Turning to the Sentences Commentary, Bonaventure affirms that celestial bodies surpass all other bodies in nobility and power. Because of their high place in the order of the universe [ordo universitatis], the stars exert profound influence on the four elements. The stars also influence human bodies through this elementary activity, and indirectly through local motion—all as divine wisdom has disposed. Bonaventure then asks whether this is sufficient to explain world events and human actions. He concludes in the negative, but also notes:
If one says that human behaviors vary according to the arrangement of the stars, then one can speak the truth, because this is not repugnant to reason or faith. The arrangement of a body varies greatly according to the affections and behaviors of the soul. Likewise, the soul imitates the many complexities of the body; whether choleric or irascible [etc.] … But such dispositions are not necessary, because the soul is master of its body—especially when aided by grace.
Here, Bonaventure is simply admitting that human experience is embedded within a complex network of internal and external causes; there can be no easy accounting for the origin of any single action, no idealist or physicalist reduction of any behavior or choice to a single source. But Bonaventure will not allow this reality to undermine virtue. He speaks univocally against necessary causality, whether it is deduced from the influence of planets, the powers of angelic substances, or mistaken views of God’s foreknowledge and providence. Advancing the thesis that one person’s prayer necessarily effects another’s behavior, or events in the physical world, then, would shift focus away from human responsibility and embodied human experience—obscuring the natural light of creation’s order.

Direction A:
Which lines of the listing contain the word "dark"? Pick out and copy each of them, treating uppercase and lowercase as different.

Entries shown:
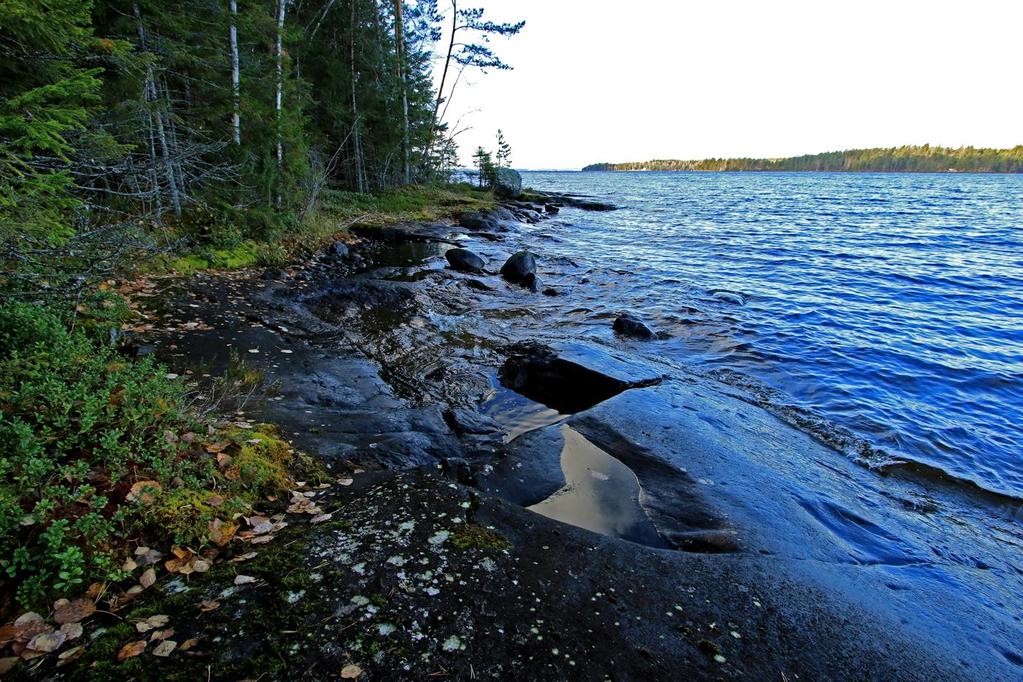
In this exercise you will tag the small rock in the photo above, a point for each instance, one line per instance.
(464, 260)
(517, 268)
(629, 325)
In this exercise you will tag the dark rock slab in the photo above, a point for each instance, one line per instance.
(519, 267)
(464, 260)
(630, 325)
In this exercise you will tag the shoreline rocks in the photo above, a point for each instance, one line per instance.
(521, 269)
(630, 325)
(464, 260)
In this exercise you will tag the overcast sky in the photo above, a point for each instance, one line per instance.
(612, 80)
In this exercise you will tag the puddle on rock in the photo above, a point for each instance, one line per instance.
(601, 494)
(518, 414)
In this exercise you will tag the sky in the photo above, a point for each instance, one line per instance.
(612, 81)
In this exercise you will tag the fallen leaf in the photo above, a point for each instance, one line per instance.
(46, 642)
(131, 649)
(25, 620)
(148, 578)
(73, 611)
(72, 630)
(144, 492)
(67, 656)
(161, 635)
(209, 605)
(351, 672)
(151, 623)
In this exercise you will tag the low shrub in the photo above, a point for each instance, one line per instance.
(97, 451)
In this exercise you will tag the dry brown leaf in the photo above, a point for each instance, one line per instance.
(260, 525)
(148, 578)
(351, 672)
(46, 642)
(73, 653)
(144, 492)
(73, 611)
(151, 623)
(161, 635)
(72, 630)
(131, 649)
(209, 605)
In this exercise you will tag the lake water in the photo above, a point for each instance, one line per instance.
(882, 312)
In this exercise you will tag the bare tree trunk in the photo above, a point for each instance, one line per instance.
(235, 74)
(399, 33)
(279, 60)
(278, 105)
(360, 180)
(149, 94)
(447, 59)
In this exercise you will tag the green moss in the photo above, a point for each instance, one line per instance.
(471, 536)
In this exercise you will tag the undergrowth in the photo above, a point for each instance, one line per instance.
(99, 453)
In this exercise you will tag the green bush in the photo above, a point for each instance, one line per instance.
(80, 425)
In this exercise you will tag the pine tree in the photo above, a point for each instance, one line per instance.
(45, 99)
(503, 157)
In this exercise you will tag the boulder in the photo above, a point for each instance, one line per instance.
(507, 183)
(518, 267)
(533, 282)
(629, 325)
(464, 260)
(476, 220)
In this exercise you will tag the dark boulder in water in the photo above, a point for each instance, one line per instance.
(464, 260)
(533, 282)
(629, 325)
(517, 268)
(477, 220)
(338, 251)
(507, 183)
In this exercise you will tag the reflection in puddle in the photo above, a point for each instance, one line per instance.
(518, 414)
(601, 494)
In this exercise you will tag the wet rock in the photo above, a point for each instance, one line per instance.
(629, 325)
(464, 260)
(476, 220)
(478, 285)
(533, 282)
(507, 183)
(517, 268)
(572, 378)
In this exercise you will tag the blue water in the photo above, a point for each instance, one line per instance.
(888, 306)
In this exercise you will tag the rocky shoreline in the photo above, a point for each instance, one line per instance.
(429, 379)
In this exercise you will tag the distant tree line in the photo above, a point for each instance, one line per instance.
(125, 122)
(910, 158)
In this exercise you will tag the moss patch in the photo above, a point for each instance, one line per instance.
(469, 536)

Direction B:
Could you revise the Bonaventure passage from "Here, Bonaventure is" up to and including "of creation’s order.", putting "moral goodness" in place of "virtue"?

Final result A:
In this exercise you will tag the dark rock slab in the photo above, a point for each instance, one line per instance.
In this exercise you will tag the dark boulder in water in the photo above, a point for each instance, one line per instance.

Final result B:
Here, Bonaventure is simply admitting that human experience is embedded within a complex network of internal and external causes; there can be no easy accounting for the origin of any single action, no idealist or physicalist reduction of any behavior or choice to a single source. But Bonaventure will not allow this reality to undermine moral goodness. He speaks univocally against necessary causality, whether it is deduced from the influence of planets, the powers of angelic substances, or mistaken views of God’s foreknowledge and providence. Advancing the thesis that one person’s prayer necessarily effects another’s behavior, or events in the physical world, then, would shift focus away from human responsibility and embodied human experience—obscuring the natural light of creation’s order.